(Stated exercise) Please output exactly the run of lines that starts at the line with "Target: gilded statue of saint" and ends at the last line of the records below.

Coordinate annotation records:
begin

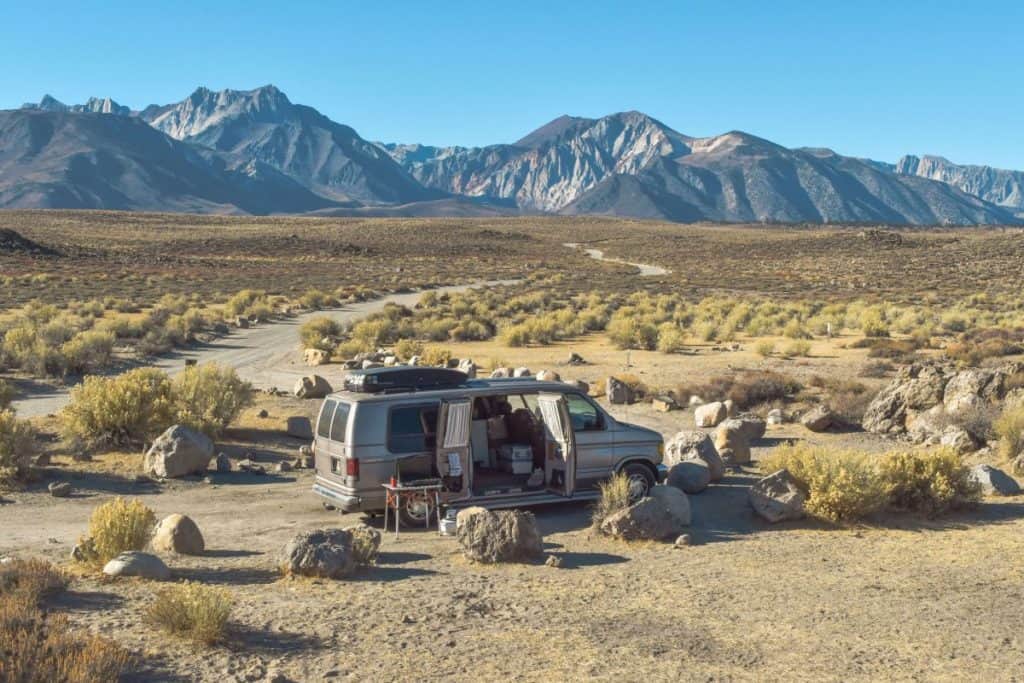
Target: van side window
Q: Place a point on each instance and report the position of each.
(324, 424)
(340, 422)
(584, 414)
(413, 429)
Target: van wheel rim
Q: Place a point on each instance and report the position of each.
(638, 486)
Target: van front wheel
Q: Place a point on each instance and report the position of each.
(416, 511)
(641, 480)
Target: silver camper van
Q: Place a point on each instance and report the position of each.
(493, 442)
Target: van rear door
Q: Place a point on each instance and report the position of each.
(561, 442)
(454, 459)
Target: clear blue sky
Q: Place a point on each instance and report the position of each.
(868, 78)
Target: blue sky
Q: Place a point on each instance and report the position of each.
(867, 78)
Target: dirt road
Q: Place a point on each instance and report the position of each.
(265, 354)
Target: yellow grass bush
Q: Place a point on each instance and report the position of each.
(841, 485)
(192, 610)
(1010, 430)
(930, 481)
(17, 444)
(208, 397)
(116, 411)
(614, 497)
(115, 527)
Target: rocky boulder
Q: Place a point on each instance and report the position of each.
(664, 513)
(178, 534)
(504, 536)
(776, 497)
(327, 553)
(732, 443)
(689, 476)
(134, 563)
(693, 444)
(819, 419)
(710, 415)
(994, 481)
(311, 386)
(315, 356)
(178, 452)
(619, 392)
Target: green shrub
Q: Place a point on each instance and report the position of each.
(89, 351)
(115, 527)
(321, 332)
(17, 444)
(842, 485)
(208, 397)
(192, 610)
(614, 497)
(932, 482)
(117, 411)
(1010, 429)
(765, 348)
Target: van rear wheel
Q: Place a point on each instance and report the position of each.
(416, 511)
(640, 478)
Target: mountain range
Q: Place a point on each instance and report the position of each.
(256, 152)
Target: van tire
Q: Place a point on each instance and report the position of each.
(640, 478)
(412, 511)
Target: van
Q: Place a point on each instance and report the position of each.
(492, 442)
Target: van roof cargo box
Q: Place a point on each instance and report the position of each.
(406, 378)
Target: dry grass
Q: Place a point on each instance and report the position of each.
(192, 610)
(35, 646)
(117, 526)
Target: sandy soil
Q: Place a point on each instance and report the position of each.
(901, 598)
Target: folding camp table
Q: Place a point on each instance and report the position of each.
(394, 494)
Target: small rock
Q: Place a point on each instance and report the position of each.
(994, 481)
(178, 534)
(664, 403)
(60, 488)
(135, 563)
(223, 463)
(819, 419)
(710, 415)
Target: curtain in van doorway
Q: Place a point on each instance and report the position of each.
(457, 428)
(552, 420)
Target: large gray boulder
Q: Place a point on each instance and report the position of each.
(776, 497)
(311, 386)
(619, 392)
(664, 513)
(994, 481)
(694, 444)
(177, 453)
(710, 415)
(505, 536)
(327, 553)
(689, 476)
(732, 443)
(135, 563)
(178, 534)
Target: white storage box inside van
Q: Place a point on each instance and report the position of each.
(515, 458)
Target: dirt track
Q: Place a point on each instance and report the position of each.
(264, 354)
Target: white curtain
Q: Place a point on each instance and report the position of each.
(457, 429)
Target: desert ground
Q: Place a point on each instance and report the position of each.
(893, 597)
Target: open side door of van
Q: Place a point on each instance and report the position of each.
(561, 442)
(454, 457)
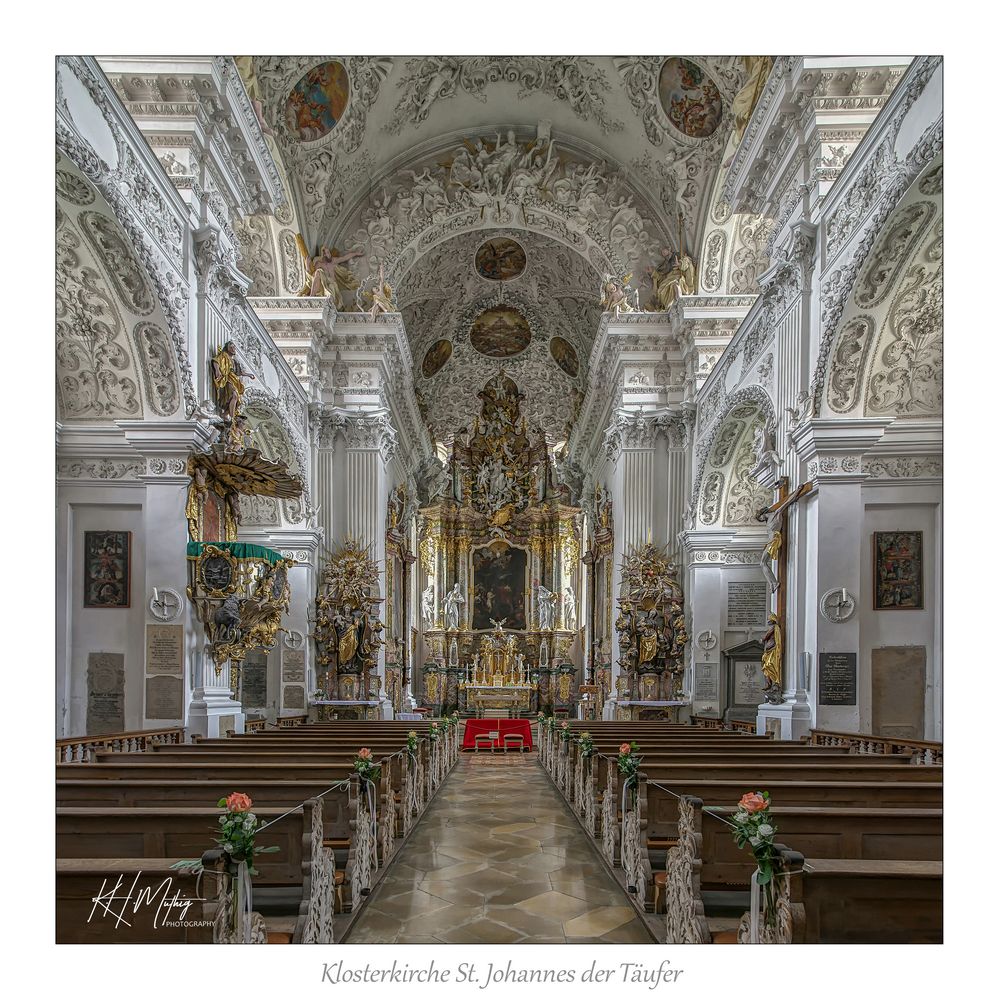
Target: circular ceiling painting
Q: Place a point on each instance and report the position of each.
(565, 356)
(500, 332)
(436, 358)
(690, 98)
(500, 259)
(317, 101)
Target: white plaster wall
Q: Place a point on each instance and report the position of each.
(93, 630)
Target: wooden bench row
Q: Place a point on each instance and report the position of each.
(847, 807)
(156, 805)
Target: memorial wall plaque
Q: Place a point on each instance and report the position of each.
(293, 666)
(164, 697)
(837, 678)
(254, 672)
(747, 682)
(165, 649)
(105, 693)
(898, 691)
(748, 604)
(294, 697)
(706, 682)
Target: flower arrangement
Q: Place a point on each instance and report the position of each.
(365, 766)
(628, 763)
(754, 827)
(237, 831)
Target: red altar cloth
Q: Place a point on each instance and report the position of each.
(519, 727)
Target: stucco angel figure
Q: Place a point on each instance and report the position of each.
(452, 608)
(569, 608)
(546, 606)
(427, 601)
(676, 276)
(327, 272)
(614, 294)
(382, 297)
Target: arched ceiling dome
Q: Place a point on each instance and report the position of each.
(444, 296)
(650, 131)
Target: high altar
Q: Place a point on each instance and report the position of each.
(499, 550)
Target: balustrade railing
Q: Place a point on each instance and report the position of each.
(80, 749)
(918, 751)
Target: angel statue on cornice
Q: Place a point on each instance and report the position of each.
(327, 273)
(614, 294)
(676, 276)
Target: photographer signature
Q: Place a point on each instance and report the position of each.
(120, 899)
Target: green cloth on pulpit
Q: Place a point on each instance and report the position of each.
(238, 550)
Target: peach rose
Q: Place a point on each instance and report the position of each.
(752, 802)
(238, 802)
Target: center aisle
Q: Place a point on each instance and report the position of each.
(498, 859)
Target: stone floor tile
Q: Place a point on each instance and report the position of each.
(596, 923)
(497, 858)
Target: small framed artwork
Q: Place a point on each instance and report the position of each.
(898, 570)
(107, 569)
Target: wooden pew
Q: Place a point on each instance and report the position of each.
(300, 865)
(849, 901)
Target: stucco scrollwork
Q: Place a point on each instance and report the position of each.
(432, 79)
(126, 275)
(94, 365)
(159, 368)
(907, 378)
(849, 363)
(890, 253)
(711, 496)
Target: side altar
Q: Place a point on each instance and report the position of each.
(500, 571)
(239, 591)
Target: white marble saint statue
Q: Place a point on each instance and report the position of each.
(569, 608)
(546, 607)
(428, 605)
(452, 608)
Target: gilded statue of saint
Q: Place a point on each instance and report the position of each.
(227, 382)
(327, 272)
(194, 508)
(676, 276)
(772, 653)
(648, 647)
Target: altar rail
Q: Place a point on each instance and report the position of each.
(919, 751)
(80, 749)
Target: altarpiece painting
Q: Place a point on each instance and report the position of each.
(500, 582)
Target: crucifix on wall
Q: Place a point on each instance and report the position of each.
(774, 565)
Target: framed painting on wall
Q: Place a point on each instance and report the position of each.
(107, 565)
(898, 570)
(499, 579)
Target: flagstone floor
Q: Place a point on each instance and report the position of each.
(498, 858)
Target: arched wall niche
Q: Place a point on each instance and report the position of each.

end

(Answer to the problem)
Target: gilded statue of saint
Q: Place a point on each instance and report the position of each.
(227, 382)
(327, 272)
(194, 508)
(676, 276)
(772, 653)
(648, 647)
Target: altar rail
Q: Place a point on each instance and report the position of each.
(919, 751)
(80, 749)
Target: altarpiece painting
Q: Place a point on each instance and report the position of each.
(500, 582)
Target: crucifix on wall
Q: Place a point on each instance and report the position of each.
(774, 565)
Target: framed painting on wall
Q: Place a point on each instance and report the position of each.
(107, 565)
(898, 570)
(499, 579)
Target: flagstone floor
Q: Place a point on each instance and report the position of each.
(498, 858)
Target: arched wall niche
Q: Place a point on each instance and report the position of each.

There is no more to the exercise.